## Dataset records

- Opening Delimiter -

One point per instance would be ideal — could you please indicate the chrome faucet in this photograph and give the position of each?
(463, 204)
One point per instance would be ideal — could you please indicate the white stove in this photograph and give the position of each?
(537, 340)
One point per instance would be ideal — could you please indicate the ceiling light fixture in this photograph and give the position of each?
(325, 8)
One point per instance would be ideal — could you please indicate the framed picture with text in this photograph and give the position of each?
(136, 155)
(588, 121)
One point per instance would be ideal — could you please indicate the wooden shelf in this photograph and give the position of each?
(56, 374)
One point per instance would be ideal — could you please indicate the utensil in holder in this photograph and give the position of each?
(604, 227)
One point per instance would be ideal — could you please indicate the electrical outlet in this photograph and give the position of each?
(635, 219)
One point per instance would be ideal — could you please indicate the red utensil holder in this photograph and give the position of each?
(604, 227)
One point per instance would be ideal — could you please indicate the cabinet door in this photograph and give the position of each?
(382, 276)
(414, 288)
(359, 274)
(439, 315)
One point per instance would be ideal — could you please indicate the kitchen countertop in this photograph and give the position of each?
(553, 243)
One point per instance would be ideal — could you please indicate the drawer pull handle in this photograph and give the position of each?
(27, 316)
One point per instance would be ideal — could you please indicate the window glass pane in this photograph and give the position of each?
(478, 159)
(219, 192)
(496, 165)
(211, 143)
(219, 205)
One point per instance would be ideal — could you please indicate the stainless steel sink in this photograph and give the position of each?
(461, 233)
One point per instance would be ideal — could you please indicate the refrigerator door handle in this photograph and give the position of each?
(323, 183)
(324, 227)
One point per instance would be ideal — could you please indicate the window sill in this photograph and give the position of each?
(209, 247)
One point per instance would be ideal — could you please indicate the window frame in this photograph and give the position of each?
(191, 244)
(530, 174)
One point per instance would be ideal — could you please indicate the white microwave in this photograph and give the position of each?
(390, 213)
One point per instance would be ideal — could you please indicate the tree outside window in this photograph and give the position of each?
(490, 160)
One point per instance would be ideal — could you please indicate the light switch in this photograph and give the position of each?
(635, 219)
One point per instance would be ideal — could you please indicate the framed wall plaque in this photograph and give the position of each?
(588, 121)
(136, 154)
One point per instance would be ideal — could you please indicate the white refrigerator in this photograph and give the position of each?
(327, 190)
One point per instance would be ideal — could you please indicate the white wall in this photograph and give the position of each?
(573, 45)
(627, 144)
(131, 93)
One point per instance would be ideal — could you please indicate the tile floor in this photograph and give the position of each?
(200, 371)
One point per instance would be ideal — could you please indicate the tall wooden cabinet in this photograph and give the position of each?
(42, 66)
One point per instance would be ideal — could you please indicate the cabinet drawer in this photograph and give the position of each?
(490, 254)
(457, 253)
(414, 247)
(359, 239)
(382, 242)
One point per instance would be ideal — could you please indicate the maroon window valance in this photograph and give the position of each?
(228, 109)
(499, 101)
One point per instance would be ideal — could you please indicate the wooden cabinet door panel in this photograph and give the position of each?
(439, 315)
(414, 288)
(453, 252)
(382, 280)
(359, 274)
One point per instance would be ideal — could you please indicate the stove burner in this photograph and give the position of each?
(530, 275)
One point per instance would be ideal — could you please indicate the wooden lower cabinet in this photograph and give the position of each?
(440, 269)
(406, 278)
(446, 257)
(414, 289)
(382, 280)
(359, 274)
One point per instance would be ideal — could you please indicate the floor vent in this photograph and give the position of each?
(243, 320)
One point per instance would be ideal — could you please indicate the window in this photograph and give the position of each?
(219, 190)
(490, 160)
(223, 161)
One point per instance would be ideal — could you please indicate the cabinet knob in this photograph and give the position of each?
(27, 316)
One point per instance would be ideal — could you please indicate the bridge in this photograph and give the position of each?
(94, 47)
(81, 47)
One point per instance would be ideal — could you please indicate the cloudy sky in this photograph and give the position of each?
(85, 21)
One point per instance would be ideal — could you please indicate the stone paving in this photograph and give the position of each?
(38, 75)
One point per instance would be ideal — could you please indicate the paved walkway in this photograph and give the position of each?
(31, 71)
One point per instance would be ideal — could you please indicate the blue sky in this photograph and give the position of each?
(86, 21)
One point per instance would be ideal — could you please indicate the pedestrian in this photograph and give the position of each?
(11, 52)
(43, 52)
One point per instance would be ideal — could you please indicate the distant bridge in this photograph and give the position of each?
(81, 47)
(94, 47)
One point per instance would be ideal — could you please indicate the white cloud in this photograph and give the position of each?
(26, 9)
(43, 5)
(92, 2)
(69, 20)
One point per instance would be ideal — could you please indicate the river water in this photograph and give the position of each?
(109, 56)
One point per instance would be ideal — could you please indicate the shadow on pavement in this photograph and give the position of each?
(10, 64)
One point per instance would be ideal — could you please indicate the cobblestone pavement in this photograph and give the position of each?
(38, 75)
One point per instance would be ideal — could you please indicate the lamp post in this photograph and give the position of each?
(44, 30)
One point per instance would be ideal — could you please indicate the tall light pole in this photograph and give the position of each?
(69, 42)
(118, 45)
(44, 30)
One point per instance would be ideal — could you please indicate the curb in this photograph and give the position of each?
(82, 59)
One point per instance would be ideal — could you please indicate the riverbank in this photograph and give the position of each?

- Closing Delimiter -

## Directions for this task
Restate each record above exactly, leaving nothing out.

## Exercise solution
One point per instance would be ideal — could you please indicate the chrome faucet in this photograph and give the position of each?
(463, 204)
One point per instance would be ideal — could you please indicate the white stove in this photograph and give the position of each?
(537, 340)
One point per instance would be ideal — could you please indicate the ceiling light fixture in this photograph and give the position of each?
(325, 8)
One point per instance would be ideal — could you please indicate the framed picture with text in this photograph and give the position of each?
(136, 155)
(588, 121)
One point per instance would be ideal — could you please indicate the wooden shelf in this photograph and give the position of each?
(56, 374)
One point per instance would be ideal — could you please indicate the utensil in holder in this photograph and give the position of each?
(604, 227)
One point per instance would be ideal — could you please indicate the electrical outlet in this photograph and give the position of each?
(635, 219)
One point per instance would be ideal — could you please indicate the red utensil holder in this photograph and give the position of each?
(604, 227)
One point per instance would be ideal — could you please indicate the cabinet door in this photograph and give the position of each?
(382, 276)
(414, 288)
(359, 274)
(439, 315)
One point per instance would be ideal — could you please indicate the kitchen countertop in this photograph and give the position of each?
(553, 243)
One point per instance would be ideal — could you please indicate the drawer pull handle in this photograph and give the position of each?
(27, 316)
One point per instance would be ideal — could you please indicate the window glass pane in this photograph and give the position of each?
(478, 159)
(219, 192)
(496, 165)
(211, 143)
(219, 205)
One point per instance would be ideal — could you please indicate the stainless steel sink in this photograph and give the position of each?
(461, 233)
One point per instance would be ideal — could you please indicate the refrigerator door handle in this photograph and give the position of each?
(323, 183)
(324, 227)
One point per instance would be ideal — could you please indicate the window sill in this photograph and give the position of each?
(209, 247)
One point per instance would be ideal — could you please indicate the window frame in this photograph and give the position of each?
(191, 244)
(530, 174)
One point per instance would be ideal — could you please indicate the white microwave in this photograph and give the position of each?
(390, 213)
One point per instance would be ideal — could you please indicate the tree outside window in this photograph and give the position of each?
(490, 160)
One point per instance would be ideal — could you please indicate the light switch in this photograph and give the position of each?
(635, 219)
One point per instance would be ideal — could you please indicate the framed wall plaque in this photograph and give the position of each?
(588, 121)
(136, 154)
One point per instance would be ideal — could you please indicate the white refrigerator in this photograph and give the position of each?
(327, 190)
One point per instance would be ideal — could you please indicate the white wall in this photograph and give the position of each?
(573, 45)
(627, 144)
(131, 93)
One point per instance would be ideal — could you please indicate the tile floor in this photograph and give the position of each?
(200, 371)
One point per instance would be ideal — could you please indicate the tall wooden cabinet in this photograph and give the position of each?
(42, 66)
One point per instance would be ideal — could you please indicate the cabinet drawer in this photograph and give the position of each?
(490, 254)
(457, 253)
(414, 247)
(359, 239)
(382, 242)
One point per instance would be ideal — could you please indicate the maroon window valance in this photograph and give the position of each?
(228, 109)
(499, 101)
One point per instance would be ideal — could you please indicate the wooden cabinet door panel in this photograph and give the position of each?
(439, 315)
(414, 288)
(453, 252)
(382, 280)
(359, 274)
One point per instance would be ideal — could you please indicate the stove burner in this photograph and give the position of each?
(530, 275)
One point per instance would be ideal — could you please indicate the wooden lower cabinet in this photograph and give the position of each?
(440, 269)
(406, 278)
(446, 257)
(414, 289)
(382, 280)
(359, 274)
One point per instance would be ideal — could you please indicate the floor vent in this photograph and give the position of each?
(243, 320)
One point per instance would be ideal — could you please indicate the window in this photograph and give the position of each?
(219, 190)
(490, 160)
(223, 161)
One point per instance would be ideal — could you please indicate the cabinet knob in this photograph and give the position of each?
(27, 316)
One point per instance would be ideal — could you please indicate the bridge in this photograph and give the position of each?
(94, 47)
(81, 47)
One point per instance would be ideal — could you please indicate the cloudy sky in this photograph and give the position of each?
(85, 21)
One point per instance would be ideal — could you please indicate the stone paving in this photograph and give the position of each?
(38, 75)
One point per instance would be ideal — could you please indicate the paved walkway in this photograph and give the position of each?
(31, 71)
One point per instance would be ideal — could you please indicate the blue sky in this photograph and give the position of each?
(86, 21)
One point per instance would be ideal — could you please indicate the pedestrian in this photograph and give the position of each?
(11, 52)
(43, 52)
One point per instance would be ideal — could you please indicate the distant bridge in this photograph and give the position of each?
(81, 47)
(94, 47)
One point per instance would be ideal — could you please indicate the white cloud in this photograph and give the position of each?
(26, 9)
(43, 5)
(92, 2)
(69, 20)
One point per instance would be ideal — could you please indicate the river water in this photograph and give the position of each?
(109, 56)
One point per instance would be ideal — could you please indicate the shadow on pavement in this photograph and give the position of each?
(10, 64)
One point per instance would be ideal — could you please indicate the cobblestone pavement in this photograph and give the position of each?
(38, 75)
One point per instance would be ideal — could you please indicate the lamp post in this photograph and give the position of each?
(44, 30)
One point per instance would be ideal — could you please indicate the tall light pole in this photograph and give the position of each?
(69, 42)
(118, 45)
(44, 30)
One point per instance would be ideal — could you please indicate the curb in this photograph and give the position of each?
(82, 59)
One point per instance would be ideal — could you please indicate the riverbank in this photograph and give the position of each?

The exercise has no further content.